TESTO FORNITO:
━━━

LA VIA VECCHIA NON È DA BUTTARE di Luca Cefisi dall'Avanti della Domenica del 9 giugno 2013

18 luglio 2013

LA VIA VECCHIA NON È DA BUTTARE di Luca Cefisi dall'Avanti della Domenica del 9 giugno 2013

Luca Cefisi risponde a Mauro Del Bue sul Congresso del PSI

Caro Mauro, consentimi di obiettare al tuo articolo del 21 maggio “La via nuova”. Tu proponi una “via nuova”, e la contrapponi ad una “via vecchia”, la via identitaria.
Certo che le affabulazioni sull’identità socialista sono stucchevoli: specie se pensiamo a certi che solo recitano giaculatorie sulle passate glorie e sui nostri morti, e tacciono ipocriti sui nostri errori, ma soprattutto non sanno mai dire cosa fare ora.
Tu sostieni, con chiarezza e sincerità che apprezzo, che c’è una cosa da fare, una coalizione liberale e laica, e ti richiami alla Rosa nel Pugno, progetto, come sappiamo, già tentato e fallito nel 2007.

━━━

Voci per etichettare i riquadri di delimitazione:
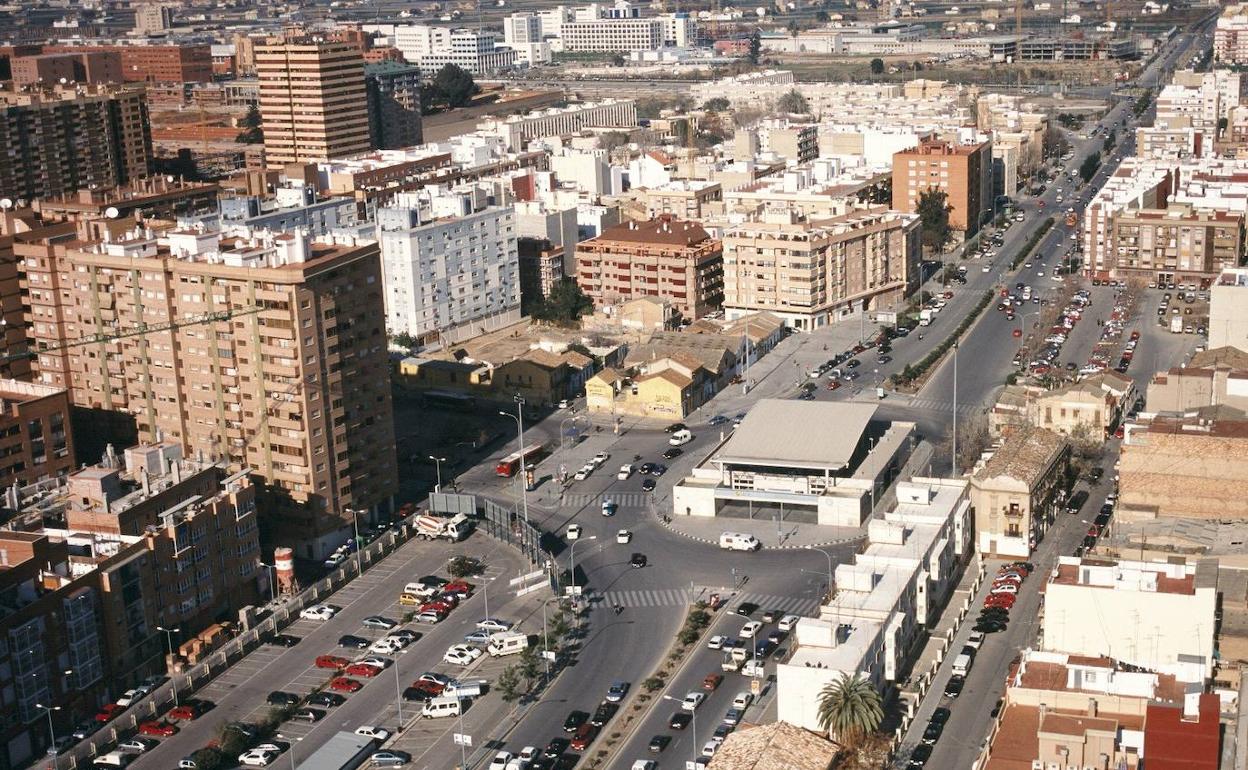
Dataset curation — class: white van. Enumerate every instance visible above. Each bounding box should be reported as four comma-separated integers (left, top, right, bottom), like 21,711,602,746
485,633,529,658
421,695,464,719
719,532,763,550
668,428,694,447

━━━

COMPITO DA SVOLGERE: Cita parola per parola il brano dell'articolo sul congresso del PSI, partendo da "Luca Cefisi risponde" e arrivando giù fino a "la via identitaria.".

RISPOSTA:
Luca Cefisi risponde a Mauro Del Bue sul Congresso del PSI

Caro Mauro, consentimi di obiettare al tuo articolo del 21 maggio “La via nuova”. Tu proponi una “via nuova”, e la contrapponi ad una “via vecchia”, la via identitaria.